== Challenge ==
Filter the rows below and keep only the lines that contain the string "cornice". Copy each of those lines without any change.

== Records for this exercise ==
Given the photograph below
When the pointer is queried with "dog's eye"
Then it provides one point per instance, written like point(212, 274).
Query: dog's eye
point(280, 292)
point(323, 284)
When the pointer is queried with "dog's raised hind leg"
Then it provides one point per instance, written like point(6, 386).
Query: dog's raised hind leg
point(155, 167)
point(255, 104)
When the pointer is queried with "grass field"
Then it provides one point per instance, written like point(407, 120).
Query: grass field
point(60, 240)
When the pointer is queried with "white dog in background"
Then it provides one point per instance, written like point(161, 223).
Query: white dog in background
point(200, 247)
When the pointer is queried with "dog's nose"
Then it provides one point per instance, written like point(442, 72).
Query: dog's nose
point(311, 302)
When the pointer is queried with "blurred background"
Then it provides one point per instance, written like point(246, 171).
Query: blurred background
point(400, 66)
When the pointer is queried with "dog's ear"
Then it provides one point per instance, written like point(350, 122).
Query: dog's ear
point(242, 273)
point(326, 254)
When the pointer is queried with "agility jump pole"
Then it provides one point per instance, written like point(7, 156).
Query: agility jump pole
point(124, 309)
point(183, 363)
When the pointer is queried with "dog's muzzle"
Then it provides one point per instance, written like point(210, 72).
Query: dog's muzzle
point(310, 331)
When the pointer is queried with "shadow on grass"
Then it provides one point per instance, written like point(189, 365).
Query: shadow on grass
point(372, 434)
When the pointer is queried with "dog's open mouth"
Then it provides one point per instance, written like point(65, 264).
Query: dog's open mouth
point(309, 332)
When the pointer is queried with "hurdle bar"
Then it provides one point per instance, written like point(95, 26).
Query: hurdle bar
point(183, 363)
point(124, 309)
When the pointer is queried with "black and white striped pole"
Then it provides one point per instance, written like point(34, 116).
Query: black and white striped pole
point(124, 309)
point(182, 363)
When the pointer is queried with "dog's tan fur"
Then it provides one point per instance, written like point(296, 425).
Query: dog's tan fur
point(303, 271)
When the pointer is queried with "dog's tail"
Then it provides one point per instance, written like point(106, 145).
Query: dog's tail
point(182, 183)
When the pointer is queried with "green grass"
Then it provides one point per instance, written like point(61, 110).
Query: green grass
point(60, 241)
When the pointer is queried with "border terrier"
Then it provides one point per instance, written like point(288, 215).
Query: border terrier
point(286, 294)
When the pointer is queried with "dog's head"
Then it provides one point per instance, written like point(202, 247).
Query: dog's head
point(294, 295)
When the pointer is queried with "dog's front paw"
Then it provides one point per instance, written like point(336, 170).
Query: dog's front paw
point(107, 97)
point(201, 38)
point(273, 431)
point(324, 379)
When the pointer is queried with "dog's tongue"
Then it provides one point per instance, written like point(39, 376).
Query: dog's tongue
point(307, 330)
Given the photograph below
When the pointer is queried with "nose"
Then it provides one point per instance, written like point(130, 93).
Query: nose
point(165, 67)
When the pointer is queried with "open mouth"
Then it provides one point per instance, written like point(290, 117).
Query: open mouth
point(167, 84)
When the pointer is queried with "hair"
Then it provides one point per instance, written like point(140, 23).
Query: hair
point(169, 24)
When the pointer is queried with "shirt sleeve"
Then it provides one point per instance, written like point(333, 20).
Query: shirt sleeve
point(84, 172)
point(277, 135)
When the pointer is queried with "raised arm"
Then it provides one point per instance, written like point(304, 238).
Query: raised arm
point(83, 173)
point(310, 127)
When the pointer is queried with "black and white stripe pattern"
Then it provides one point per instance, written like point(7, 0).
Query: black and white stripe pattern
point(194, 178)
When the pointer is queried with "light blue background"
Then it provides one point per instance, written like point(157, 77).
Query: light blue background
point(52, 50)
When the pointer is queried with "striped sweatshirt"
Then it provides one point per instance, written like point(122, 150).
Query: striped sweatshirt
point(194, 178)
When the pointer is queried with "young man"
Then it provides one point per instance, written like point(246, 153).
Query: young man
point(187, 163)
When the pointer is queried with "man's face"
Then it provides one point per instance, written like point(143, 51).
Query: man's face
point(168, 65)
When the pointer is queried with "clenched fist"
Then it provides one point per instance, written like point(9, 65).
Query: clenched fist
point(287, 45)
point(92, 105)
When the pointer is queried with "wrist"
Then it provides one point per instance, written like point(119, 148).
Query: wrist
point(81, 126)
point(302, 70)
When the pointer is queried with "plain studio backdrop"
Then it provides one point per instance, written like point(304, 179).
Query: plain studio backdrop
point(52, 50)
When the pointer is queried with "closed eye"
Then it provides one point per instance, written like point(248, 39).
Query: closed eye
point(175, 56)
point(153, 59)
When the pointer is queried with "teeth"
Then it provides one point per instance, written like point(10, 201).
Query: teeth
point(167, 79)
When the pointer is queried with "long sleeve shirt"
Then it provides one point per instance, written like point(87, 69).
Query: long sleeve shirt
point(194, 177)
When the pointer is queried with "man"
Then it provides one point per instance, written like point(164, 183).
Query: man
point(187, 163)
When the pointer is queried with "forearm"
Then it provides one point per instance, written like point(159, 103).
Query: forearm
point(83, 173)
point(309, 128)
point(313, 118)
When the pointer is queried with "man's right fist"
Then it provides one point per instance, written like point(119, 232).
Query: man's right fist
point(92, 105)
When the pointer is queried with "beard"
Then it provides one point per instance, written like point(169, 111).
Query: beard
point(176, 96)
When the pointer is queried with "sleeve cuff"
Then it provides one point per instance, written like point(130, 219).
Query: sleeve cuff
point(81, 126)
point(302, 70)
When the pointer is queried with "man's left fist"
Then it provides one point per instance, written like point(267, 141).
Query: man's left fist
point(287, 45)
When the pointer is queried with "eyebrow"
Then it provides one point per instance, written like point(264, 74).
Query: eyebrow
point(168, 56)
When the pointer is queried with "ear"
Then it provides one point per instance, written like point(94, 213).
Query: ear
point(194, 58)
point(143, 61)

* * *

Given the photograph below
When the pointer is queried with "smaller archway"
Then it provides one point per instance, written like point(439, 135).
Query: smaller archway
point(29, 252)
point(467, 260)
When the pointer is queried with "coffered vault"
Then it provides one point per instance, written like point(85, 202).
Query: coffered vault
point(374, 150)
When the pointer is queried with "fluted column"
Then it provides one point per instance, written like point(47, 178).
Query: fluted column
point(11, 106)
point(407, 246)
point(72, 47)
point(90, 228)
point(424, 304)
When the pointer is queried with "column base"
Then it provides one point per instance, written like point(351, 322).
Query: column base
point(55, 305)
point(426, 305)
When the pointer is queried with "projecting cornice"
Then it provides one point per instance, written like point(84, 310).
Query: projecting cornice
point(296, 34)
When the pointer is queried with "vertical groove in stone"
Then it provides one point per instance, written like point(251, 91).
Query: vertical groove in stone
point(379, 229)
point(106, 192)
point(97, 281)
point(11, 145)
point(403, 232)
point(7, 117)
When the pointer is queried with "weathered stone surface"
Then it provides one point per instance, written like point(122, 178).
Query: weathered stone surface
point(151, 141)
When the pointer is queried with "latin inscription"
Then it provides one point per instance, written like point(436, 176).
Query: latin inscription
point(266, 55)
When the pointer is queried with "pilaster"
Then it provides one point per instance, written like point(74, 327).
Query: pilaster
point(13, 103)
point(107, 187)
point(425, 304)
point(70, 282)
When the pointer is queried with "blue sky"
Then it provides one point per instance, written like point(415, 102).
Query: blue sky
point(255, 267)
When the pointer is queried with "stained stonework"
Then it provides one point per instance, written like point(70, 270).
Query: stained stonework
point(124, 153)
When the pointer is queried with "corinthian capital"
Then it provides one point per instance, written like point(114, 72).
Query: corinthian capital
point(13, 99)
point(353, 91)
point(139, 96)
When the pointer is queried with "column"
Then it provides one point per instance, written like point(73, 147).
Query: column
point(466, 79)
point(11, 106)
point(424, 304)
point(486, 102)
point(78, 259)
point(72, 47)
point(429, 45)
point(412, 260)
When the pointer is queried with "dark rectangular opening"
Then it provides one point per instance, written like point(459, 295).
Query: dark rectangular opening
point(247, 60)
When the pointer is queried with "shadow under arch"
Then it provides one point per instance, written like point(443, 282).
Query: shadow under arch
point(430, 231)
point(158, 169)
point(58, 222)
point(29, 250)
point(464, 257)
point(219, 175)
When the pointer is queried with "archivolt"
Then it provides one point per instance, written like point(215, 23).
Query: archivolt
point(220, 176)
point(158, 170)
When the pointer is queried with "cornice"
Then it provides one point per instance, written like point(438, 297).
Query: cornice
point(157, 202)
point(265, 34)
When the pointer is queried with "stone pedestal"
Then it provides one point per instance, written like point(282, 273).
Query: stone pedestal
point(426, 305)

== Final answer ==
When the pointer is queried with "projecting cornice"
Query: projecting cornice
When the pointer is queried with "cornice"
Query: cornice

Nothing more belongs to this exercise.